[Box-labeled dataset extracts]
┌──
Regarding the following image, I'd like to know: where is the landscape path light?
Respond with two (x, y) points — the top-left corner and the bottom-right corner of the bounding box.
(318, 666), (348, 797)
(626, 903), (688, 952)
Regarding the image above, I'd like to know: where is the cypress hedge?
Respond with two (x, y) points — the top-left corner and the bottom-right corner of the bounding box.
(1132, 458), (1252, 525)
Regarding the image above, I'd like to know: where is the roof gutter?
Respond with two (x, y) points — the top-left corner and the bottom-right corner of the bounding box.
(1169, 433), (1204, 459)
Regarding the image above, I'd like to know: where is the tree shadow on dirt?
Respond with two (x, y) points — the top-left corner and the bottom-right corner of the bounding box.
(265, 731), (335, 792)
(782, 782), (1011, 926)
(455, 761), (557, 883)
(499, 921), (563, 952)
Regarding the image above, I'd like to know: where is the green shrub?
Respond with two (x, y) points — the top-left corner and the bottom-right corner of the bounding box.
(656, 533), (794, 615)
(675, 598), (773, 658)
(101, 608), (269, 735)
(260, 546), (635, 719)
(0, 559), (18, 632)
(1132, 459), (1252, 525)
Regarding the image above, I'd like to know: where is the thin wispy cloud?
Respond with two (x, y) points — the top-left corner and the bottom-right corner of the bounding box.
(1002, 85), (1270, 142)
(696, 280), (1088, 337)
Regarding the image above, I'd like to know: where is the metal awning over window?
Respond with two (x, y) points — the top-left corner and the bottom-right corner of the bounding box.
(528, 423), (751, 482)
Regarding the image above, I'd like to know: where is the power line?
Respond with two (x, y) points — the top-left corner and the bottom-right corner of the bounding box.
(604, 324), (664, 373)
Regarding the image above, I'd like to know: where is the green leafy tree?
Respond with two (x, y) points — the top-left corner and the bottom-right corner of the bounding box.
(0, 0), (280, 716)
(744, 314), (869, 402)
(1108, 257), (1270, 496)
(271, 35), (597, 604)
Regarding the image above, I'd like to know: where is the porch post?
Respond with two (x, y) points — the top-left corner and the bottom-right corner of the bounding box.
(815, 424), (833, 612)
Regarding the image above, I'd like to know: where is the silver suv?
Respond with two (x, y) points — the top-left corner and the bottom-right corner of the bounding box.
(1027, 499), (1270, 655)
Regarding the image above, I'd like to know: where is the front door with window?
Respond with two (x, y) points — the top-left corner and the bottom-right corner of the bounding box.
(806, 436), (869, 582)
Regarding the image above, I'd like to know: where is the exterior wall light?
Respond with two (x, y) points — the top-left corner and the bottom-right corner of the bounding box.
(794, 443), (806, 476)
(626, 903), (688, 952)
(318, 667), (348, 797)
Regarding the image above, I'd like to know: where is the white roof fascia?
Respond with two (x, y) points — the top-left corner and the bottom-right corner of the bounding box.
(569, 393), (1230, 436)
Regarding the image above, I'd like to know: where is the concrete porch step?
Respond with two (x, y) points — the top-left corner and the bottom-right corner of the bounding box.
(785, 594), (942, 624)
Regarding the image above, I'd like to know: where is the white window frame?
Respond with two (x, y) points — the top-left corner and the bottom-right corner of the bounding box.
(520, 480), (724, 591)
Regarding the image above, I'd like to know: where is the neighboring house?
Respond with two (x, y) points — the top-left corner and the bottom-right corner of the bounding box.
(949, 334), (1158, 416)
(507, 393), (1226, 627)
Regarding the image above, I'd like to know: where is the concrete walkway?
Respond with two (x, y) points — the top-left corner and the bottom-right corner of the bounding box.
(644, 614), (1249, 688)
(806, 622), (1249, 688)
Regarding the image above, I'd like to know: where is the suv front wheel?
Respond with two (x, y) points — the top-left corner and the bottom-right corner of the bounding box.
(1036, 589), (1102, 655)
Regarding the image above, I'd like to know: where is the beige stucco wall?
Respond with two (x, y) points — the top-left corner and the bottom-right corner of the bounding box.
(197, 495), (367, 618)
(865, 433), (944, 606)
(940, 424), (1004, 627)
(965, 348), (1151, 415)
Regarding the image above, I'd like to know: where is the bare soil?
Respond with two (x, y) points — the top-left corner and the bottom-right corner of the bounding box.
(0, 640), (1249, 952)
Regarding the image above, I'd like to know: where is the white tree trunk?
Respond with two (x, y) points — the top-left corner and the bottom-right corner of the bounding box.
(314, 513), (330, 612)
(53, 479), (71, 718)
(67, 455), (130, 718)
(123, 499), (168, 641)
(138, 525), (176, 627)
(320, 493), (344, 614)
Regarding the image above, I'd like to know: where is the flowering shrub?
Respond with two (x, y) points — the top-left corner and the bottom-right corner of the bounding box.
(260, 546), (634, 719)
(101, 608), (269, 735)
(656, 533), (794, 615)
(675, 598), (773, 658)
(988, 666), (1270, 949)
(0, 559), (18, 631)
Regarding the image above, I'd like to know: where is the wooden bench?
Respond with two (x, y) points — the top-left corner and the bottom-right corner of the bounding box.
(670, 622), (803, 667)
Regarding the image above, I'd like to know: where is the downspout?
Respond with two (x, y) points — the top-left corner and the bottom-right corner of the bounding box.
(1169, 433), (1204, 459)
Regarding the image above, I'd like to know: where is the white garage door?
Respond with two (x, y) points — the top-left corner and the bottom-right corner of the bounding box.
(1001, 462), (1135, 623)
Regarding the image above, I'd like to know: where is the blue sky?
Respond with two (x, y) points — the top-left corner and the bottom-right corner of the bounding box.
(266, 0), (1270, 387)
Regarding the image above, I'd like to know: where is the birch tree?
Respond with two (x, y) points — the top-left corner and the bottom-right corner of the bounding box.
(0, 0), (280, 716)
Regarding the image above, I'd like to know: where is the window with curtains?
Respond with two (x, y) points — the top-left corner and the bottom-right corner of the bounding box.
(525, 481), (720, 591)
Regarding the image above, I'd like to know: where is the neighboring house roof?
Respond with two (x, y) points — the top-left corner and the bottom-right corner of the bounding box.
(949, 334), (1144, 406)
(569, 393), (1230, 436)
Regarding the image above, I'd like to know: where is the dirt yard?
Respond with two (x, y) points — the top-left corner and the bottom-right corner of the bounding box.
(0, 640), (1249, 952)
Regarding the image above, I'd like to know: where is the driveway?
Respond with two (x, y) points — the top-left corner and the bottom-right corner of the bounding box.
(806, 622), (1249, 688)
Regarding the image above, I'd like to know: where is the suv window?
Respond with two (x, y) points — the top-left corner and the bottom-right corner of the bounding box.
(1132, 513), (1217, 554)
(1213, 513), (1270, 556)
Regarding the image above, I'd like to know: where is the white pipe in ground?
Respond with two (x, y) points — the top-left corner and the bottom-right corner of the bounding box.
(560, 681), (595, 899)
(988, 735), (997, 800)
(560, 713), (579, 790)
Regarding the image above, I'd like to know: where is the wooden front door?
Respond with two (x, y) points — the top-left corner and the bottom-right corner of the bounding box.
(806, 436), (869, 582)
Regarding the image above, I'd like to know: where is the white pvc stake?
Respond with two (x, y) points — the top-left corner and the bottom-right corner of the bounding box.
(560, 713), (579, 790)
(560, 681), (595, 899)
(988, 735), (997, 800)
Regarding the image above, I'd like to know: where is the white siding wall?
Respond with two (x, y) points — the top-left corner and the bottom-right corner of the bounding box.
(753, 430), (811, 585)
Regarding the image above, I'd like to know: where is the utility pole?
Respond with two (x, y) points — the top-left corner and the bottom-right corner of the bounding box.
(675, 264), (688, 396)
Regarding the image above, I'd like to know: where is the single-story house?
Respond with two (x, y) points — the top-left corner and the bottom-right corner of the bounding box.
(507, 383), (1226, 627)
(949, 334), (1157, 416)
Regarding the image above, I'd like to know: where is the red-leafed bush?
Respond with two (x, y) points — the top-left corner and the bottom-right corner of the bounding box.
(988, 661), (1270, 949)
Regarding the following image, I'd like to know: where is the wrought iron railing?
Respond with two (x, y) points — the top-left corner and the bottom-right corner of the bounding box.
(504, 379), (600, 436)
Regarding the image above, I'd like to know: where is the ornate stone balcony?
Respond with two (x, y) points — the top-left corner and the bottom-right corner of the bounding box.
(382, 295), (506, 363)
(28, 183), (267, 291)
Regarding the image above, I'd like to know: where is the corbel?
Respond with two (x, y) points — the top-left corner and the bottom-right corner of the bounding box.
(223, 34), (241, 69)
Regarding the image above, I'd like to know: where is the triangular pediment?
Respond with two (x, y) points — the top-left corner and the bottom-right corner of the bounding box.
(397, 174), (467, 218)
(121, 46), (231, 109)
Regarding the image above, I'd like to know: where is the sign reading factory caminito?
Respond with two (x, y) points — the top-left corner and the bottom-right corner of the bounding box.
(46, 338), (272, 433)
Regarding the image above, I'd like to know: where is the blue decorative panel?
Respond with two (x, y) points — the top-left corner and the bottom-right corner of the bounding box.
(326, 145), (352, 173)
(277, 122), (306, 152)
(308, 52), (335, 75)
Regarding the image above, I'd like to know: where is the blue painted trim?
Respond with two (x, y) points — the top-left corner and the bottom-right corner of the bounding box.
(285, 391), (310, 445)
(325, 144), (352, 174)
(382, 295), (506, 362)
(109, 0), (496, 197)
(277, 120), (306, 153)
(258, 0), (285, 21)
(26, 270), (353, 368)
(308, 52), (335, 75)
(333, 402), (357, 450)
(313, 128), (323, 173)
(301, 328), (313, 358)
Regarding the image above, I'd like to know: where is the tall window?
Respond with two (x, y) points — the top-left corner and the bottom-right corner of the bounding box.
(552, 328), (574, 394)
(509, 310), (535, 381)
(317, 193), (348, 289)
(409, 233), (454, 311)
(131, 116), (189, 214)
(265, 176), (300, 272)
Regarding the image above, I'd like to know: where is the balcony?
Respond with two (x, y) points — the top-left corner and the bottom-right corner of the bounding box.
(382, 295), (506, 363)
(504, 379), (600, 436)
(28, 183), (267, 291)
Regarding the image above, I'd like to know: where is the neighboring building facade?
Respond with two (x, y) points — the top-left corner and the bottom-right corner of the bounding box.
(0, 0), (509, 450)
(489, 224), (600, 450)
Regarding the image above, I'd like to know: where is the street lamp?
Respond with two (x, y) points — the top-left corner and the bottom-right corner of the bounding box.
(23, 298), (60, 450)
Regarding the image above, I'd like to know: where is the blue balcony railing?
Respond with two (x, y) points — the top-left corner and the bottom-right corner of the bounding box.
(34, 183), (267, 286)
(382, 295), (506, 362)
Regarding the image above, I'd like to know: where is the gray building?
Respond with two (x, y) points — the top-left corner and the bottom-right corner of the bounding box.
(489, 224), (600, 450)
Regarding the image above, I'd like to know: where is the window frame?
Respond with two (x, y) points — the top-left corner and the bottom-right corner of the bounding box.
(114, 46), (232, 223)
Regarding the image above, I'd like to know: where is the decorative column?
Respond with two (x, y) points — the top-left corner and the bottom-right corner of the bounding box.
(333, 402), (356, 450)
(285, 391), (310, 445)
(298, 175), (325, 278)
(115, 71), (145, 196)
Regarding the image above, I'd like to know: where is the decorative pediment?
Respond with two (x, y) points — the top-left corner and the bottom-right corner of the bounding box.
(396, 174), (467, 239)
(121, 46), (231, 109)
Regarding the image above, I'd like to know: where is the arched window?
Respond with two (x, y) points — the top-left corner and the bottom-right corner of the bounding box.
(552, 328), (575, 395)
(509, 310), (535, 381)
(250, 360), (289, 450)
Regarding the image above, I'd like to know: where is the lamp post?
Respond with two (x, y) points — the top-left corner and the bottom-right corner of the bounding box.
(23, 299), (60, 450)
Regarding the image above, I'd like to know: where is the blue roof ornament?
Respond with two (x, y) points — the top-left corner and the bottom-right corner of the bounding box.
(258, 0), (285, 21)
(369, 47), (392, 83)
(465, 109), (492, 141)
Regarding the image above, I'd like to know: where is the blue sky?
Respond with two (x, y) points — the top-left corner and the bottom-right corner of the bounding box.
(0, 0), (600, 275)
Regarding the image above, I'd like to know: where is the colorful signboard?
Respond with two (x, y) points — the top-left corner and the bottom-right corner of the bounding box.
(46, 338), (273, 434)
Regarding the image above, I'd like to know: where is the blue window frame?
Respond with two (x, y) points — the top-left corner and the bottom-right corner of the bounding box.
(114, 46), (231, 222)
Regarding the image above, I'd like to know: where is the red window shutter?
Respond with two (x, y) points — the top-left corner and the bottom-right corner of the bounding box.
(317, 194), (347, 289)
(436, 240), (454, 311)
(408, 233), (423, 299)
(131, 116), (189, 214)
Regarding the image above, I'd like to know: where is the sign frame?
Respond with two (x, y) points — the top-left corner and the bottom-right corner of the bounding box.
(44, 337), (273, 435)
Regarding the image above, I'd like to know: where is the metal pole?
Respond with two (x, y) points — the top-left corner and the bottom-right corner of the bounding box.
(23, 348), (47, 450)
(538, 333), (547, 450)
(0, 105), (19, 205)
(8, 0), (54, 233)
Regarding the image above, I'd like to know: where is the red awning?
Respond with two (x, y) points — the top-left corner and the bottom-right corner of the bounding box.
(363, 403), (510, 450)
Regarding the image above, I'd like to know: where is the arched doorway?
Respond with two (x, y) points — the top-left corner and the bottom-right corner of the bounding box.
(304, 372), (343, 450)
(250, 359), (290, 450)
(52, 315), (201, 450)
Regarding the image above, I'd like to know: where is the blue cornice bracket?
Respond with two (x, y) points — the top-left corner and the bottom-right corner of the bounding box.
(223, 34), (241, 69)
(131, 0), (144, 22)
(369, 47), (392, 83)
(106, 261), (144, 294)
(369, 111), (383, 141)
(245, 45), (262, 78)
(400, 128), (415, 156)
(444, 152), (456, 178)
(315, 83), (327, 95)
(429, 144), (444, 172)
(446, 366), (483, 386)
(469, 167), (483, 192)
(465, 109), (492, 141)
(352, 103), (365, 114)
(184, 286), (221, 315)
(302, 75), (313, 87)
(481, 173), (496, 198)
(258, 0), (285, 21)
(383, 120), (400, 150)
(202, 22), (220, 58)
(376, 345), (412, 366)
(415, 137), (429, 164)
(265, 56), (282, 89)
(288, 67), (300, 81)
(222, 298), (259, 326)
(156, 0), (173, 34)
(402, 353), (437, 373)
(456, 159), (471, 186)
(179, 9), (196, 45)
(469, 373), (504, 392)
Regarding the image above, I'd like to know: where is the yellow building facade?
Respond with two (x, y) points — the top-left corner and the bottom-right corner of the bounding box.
└──
**Problem statement:**
Convert the lines from the one containing "shadow on dirt?" through the one containing "(499, 921), (563, 952)" into a two-column CSV with the headers request and answer. Make one row per request, put each field in quotation marks, and replace line breaks with spaces.

**Answer:**
request,answer
"Regarding the image above, I'd like to know: where is the tree shadow on dirt? Respond with two (x, y) points — the top-left corner and the bottom-right corner of the bounding box.","(265, 731), (335, 792) (782, 782), (1011, 926) (455, 761), (557, 883) (499, 921), (563, 952)"